| Data records |

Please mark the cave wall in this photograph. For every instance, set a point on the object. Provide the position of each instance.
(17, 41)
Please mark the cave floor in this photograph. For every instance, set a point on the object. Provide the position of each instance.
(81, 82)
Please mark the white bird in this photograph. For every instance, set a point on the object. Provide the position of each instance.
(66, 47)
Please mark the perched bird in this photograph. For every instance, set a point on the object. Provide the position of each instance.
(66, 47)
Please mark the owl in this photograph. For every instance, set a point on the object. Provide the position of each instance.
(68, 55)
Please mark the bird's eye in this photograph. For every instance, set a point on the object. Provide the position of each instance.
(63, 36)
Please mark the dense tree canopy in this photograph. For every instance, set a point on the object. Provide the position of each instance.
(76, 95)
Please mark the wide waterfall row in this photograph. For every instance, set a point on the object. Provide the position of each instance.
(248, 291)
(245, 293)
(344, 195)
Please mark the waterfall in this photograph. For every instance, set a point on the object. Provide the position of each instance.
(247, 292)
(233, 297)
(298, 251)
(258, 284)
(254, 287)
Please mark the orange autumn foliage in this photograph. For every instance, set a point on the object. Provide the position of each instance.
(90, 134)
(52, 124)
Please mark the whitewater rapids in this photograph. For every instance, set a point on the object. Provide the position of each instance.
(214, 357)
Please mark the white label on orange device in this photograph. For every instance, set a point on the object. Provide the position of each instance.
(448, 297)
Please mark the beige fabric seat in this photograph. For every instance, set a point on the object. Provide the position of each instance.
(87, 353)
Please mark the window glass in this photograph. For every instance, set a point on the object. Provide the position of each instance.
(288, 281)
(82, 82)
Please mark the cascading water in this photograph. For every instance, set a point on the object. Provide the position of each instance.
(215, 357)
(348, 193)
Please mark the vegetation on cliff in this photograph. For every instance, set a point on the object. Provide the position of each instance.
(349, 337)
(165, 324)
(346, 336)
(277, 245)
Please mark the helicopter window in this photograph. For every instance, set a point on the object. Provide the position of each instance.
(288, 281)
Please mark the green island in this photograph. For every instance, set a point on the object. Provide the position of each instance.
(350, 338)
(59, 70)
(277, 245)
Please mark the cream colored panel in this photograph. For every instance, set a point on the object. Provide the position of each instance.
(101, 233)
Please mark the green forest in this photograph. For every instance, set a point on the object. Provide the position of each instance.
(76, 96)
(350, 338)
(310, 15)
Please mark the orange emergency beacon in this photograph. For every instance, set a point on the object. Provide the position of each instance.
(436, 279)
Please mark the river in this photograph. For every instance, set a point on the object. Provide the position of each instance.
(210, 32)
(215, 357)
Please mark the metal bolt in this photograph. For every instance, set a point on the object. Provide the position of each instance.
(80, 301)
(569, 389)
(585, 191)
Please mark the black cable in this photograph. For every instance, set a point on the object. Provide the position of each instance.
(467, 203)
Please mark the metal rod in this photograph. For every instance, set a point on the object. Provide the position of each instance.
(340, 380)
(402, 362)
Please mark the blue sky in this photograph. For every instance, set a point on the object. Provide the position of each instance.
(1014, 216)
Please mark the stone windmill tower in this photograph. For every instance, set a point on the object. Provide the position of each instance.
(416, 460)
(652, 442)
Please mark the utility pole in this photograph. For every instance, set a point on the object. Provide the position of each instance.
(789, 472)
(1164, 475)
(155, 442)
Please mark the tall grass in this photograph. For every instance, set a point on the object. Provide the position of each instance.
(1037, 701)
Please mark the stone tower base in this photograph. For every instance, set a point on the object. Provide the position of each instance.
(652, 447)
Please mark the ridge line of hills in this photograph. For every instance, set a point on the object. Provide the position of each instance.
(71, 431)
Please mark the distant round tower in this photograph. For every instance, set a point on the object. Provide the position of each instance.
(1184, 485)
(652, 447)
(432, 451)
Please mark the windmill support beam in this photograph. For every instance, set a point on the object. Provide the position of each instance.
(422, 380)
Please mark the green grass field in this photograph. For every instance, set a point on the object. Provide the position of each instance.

| What you should do |
Type out every record above once more, exactly.

| Answer |
Please mark the cave wall in this photograph. For every instance, set a point on the object. Provide the position of each instance.
(17, 41)
Please mark the cave floor in this photograph. For every instance, set a point on the object. Provide the position of each instance.
(81, 82)
Please mark the white bird in this photograph. For every instance, set a point on the object. Provide the position of each instance.
(66, 47)
Please mark the perched bird in this photograph. For every instance, set a point on the object. Provide the position of each instance.
(66, 47)
Please mark the owl in this photograph. For every instance, set a point on the object. Provide the position of each instance.
(68, 55)
Please mark the bird's eye in this photograph. For every instance, set a point on the object. Provide the position of each instance.
(63, 36)
Please mark the dense tree canopy in this photograph. For every instance, set a point on the object. Provide the position of each instance.
(76, 95)
Please mark the wide waterfall row in this photograph. For every instance, set a point on the object. Provide the position of each instance.
(248, 291)
(245, 293)
(344, 195)
Please mark the waterfall in this photograph. For every instance, set a point on the object. Provide the position of each instance.
(247, 292)
(233, 297)
(298, 251)
(258, 284)
(254, 287)
Please mark the orange autumn foliage in this photograph. For every instance, set a point on the object. Provide the position of each instance.
(90, 134)
(52, 124)
Please mark the whitewater rapids in this photograph. For every instance, set a point on the object. Provide the position of each instance.
(214, 357)
Please mark the white label on orange device in this photograph. For every instance, set a point on the object. Provide the position of each instance.
(448, 297)
Please mark the beige fabric seat in this photograph. For every instance, set a point on the object. Provide the position of each instance.
(87, 353)
Please mark the window glass in this photograph. For every instance, set a point on the object. Provide the position of each instance.
(288, 281)
(82, 82)
Please mark the cascading water in this photograph. For every instance, set a point on the object. Provide the position of each instance.
(215, 357)
(348, 193)
Please mark the vegetation on cliff in this photograph. For every instance, set a point on the object. Provide the position of each instance.
(349, 337)
(165, 324)
(346, 336)
(277, 245)
Please mark the helicopter window in this photograph. For every instance, set a point on the object. Provide the position of each instance.
(288, 281)
Please mark the green island in this photograph. For every instance, set a point on the object. Provide the position of each instance.
(350, 338)
(59, 70)
(277, 245)
Please mark the cream colored panel in this photograph. For every instance, set a point on the object. Provide the position of each instance.
(101, 233)
Please mark the green forest in this photograph. For every instance, set a point on the object. Provide the position of each instance.
(76, 96)
(350, 338)
(310, 15)
Please mark the orange emergency beacon in this photograph. For every instance, set a point on the object. Provide the position of each instance.
(436, 279)
Please mark the river in this photograph. For every instance, set a point on the object. Provide the position of each instance.
(210, 32)
(215, 357)
Please mark the metal bolt in this photograph. For every instance, set a point on the object. Provide the position of each instance.
(80, 301)
(569, 389)
(585, 191)
Please mark the black cable in this photograph. For every instance, set a point on the object. Provide the position of each instance.
(467, 203)
Please mark the metal rod in this photograph. For every instance, set a point on the object. Provide the position of each instance.
(340, 380)
(402, 362)
Please mark the blue sky in this photograph. For every instance, set a point on the object. Provide the position of each instance.
(1014, 216)
Please mark the stone windmill tower in this photograph. For every instance, set a point on the object. Provide the position of each instance.
(416, 460)
(652, 442)
Please mark the utility pole in this photograph. For every instance, set a point on the object. Provide the position of each instance.
(789, 472)
(1164, 475)
(155, 442)
Please mark the tall grass in this photograph. For every instance, set a point on the object. Provide the position of each instance.
(1037, 701)
Please mark the stone tower base in this photograph. For every instance, set a point on the object. Provide the position of each instance.
(652, 447)
Please mark the ridge line of hills in this photograph. For every instance, set a point on the object. Provide the position of each instance.
(71, 431)
Please mark the distant round tower in this photograph. For every instance, set a point on the object. Provide the position of each instance.
(1184, 485)
(652, 447)
(432, 451)
Please mark the windmill support beam in this photograph. For every instance, set a point on the object. Provide the position of each instance.
(422, 380)
Please mark the green grass field in this photograph. For every instance, set a point on the object. Provide the position of each instance.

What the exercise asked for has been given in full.